> Questão breve 1
De acordo com o texto sobre o ajuste fiscal, a qual partido pertence o deputado Pedro Paulo?
> Questão breve 2
Transcreva do texto sobre o ajuste fiscal o trecho que começa nas palavras “BRASÍLIA – Autor” e termina após as palavras “mandato de Lula.”.

> Texto fornecido
==========
BRASÍLIA – Autor de uma proposta mais dura de ajuste fiscal, o deputado Pedro Paulo (PSD-RJ) afirma que, de um lado, o governo Lula não acredita em Orçamento equilibrado, e de outro, falta coordenação no Congresso para a aprovação de um pacote fiscal que resolva o desequilíbrio nas contas públicas no longo prazo. O mais provável, diz ele, é que seja aprovado um pacote tímido para fechar o Orçamento de 2025 e, no ano que vem, voltar à carga com um novo arremedo para encerrar o mandato de Lula.
“Há uma extrema incapacidade dos políticos, tanto da esquerda quanto da direita, de olhar (a responsabilidade fiscal) a médio e longo prazo”, diz Pedro Paulo. “O pacote do governo quer olhar o fechamento do Orçamento do ano que vem e alguma coisa para 2026 para terminar o mandato”.
Além disso, diz ele, “há a racionalidade dos políticos, que pensam ‘não vai resolver o problema e ainda quer que eu faça maldade?’ Eles não acreditam que o pacote fiscal vai dar certo e que ainda estão pedindo para tirar direitos sociais, reduzir abono, mudar critérios de entrada no BPC.”
==========
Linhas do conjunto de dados
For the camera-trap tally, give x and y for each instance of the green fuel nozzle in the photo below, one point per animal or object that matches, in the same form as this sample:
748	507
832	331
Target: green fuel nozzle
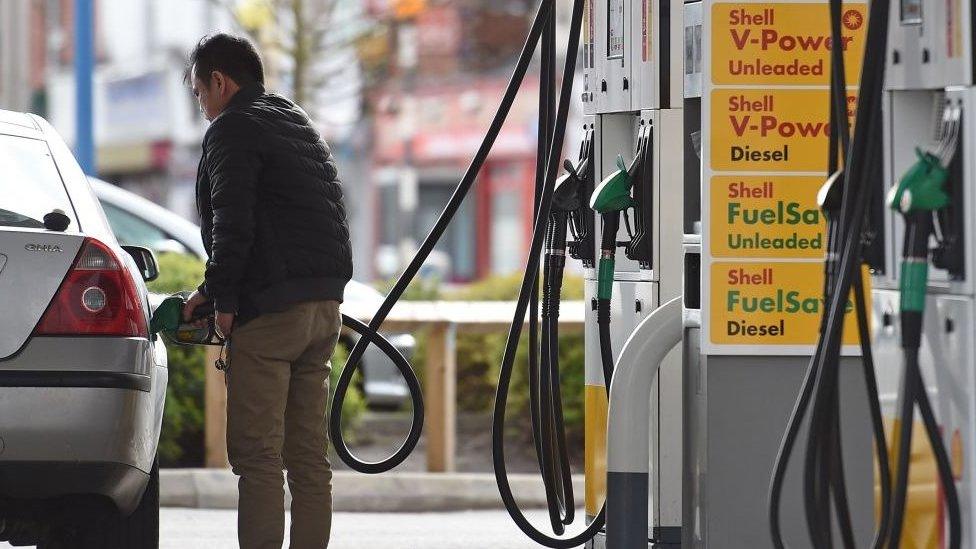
613	193
167	319
920	193
611	197
922	188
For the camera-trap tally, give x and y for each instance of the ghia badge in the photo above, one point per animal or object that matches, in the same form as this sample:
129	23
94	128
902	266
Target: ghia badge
44	248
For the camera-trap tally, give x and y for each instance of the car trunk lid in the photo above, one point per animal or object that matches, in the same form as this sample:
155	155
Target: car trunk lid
33	264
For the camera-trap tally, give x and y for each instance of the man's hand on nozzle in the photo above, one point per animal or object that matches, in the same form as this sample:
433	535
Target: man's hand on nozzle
195	300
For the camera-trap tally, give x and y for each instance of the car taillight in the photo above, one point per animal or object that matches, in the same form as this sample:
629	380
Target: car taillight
97	297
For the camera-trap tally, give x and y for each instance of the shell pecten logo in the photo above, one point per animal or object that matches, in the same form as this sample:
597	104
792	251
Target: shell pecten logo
853	20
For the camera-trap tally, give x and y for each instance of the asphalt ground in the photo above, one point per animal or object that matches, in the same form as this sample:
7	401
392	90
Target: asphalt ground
216	529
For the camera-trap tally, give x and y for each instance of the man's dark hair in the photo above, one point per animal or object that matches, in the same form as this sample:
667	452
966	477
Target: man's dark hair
232	55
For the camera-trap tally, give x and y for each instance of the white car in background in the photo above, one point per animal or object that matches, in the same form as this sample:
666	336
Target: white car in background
139	221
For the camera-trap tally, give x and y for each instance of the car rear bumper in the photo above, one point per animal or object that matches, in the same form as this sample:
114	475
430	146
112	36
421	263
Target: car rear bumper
62	441
68	379
40	480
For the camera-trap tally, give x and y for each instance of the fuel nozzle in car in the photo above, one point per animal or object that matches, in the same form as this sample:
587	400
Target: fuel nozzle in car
168	320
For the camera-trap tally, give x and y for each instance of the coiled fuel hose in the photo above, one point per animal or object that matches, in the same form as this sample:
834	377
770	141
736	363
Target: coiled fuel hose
823	468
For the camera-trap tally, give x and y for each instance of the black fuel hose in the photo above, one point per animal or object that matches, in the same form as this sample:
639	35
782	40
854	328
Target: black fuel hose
821	377
544	401
918	229
515	331
555	260
435	234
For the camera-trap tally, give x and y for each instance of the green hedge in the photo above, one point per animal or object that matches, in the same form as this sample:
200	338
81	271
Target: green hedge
182	439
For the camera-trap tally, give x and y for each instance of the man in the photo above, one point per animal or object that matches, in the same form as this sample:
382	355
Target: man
275	230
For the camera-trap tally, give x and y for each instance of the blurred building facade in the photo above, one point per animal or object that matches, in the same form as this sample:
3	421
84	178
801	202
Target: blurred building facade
450	62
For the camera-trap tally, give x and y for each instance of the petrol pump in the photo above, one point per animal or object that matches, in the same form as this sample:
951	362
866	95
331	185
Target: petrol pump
728	207
632	100
927	295
755	140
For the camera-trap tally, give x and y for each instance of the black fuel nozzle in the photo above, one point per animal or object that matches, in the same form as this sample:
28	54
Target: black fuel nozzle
566	196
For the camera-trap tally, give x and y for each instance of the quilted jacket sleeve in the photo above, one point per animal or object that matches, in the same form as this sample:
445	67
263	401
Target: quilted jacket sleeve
234	164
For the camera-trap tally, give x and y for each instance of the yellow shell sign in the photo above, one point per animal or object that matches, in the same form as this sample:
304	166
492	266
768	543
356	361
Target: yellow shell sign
770	130
770	304
766	216
783	43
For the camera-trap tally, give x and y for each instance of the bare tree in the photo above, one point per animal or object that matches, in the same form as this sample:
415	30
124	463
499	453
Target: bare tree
294	35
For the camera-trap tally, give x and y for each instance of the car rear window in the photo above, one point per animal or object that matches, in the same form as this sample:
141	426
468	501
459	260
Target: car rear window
30	185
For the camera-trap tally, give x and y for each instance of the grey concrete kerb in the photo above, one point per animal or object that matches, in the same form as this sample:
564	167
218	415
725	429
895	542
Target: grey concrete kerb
354	492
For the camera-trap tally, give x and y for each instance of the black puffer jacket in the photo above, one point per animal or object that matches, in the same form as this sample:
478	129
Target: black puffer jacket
270	201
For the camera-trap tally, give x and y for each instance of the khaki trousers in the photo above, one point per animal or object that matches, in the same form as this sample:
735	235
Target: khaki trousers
277	398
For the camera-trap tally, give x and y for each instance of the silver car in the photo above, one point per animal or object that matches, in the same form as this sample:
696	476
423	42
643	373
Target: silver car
82	384
141	222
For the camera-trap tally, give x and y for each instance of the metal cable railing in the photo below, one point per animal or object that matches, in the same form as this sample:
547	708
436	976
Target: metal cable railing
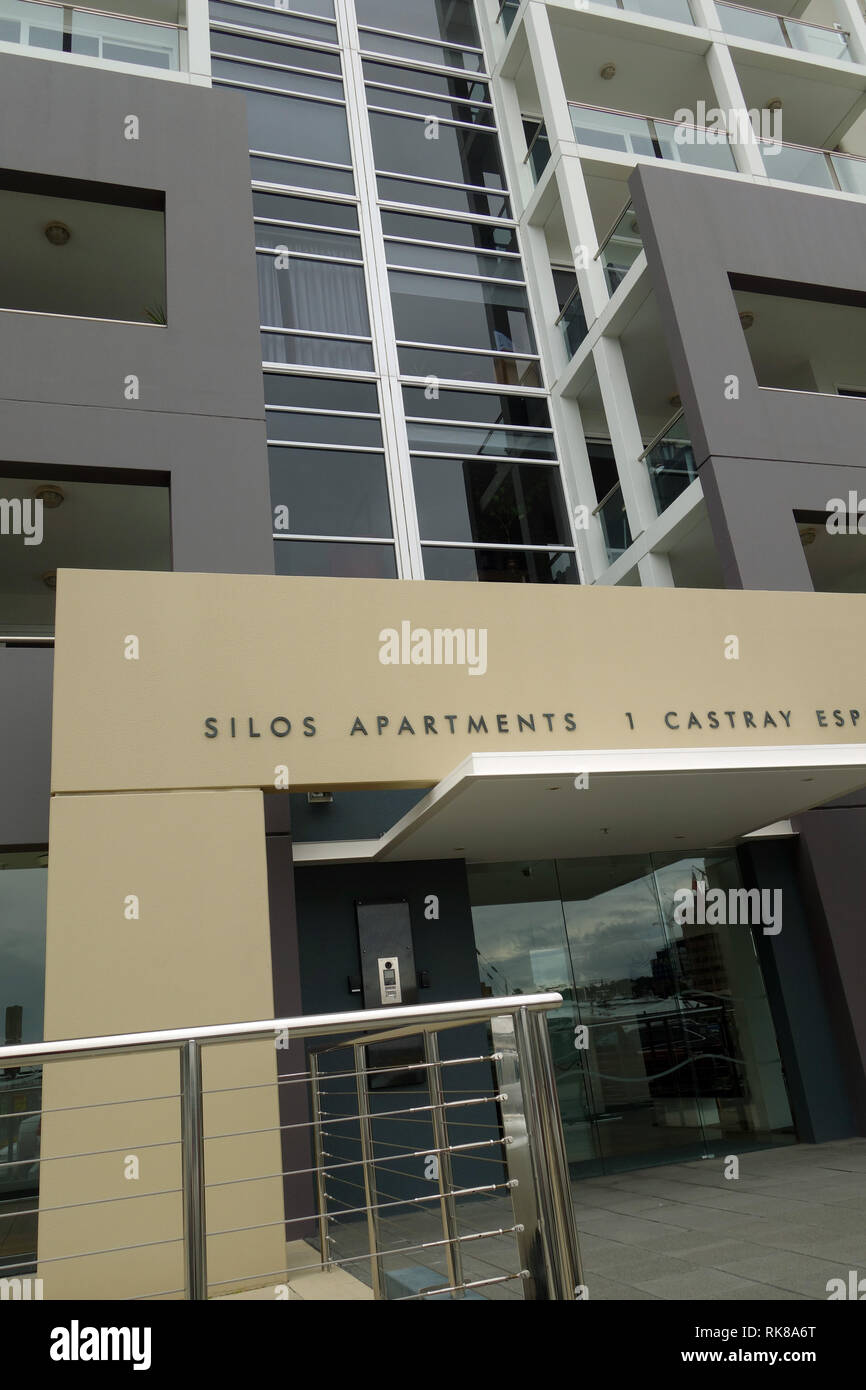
384	1168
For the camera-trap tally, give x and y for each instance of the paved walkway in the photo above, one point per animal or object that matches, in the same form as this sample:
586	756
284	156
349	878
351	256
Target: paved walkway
793	1219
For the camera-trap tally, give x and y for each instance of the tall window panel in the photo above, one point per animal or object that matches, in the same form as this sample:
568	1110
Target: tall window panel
487	483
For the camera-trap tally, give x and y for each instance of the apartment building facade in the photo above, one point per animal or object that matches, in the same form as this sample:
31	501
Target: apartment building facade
528	313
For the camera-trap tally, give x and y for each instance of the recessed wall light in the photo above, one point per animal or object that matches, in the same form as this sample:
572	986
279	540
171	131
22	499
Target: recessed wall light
57	234
50	495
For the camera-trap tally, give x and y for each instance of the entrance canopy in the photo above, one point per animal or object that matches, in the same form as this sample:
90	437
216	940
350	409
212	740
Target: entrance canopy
570	805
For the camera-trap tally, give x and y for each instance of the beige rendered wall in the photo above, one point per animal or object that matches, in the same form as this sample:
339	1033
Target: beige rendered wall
198	954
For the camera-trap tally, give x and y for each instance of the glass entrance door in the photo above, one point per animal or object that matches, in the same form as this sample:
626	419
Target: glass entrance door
665	1044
==========
> Resolução da tarefa 1
Ao PSD.

> Resolução da tarefa 2
BRASÍLIA – Autor de uma proposta mais dura de ajuste fiscal, o deputado Pedro Paulo (PSD-RJ) afirma que, de um lado, o governo Lula não acredita em Orçamento equilibrado, e de outro, falta coordenação no Congresso para a aprovação de um pacote fiscal que resolva o desequilíbrio nas contas públicas no longo prazo. O mais provável, diz ele, é que seja aprovado um pacote tímido para fechar o Orçamento de 2025 e, no ano que vem, voltar à carga com um novo arremedo para encerrar o mandato de Lula.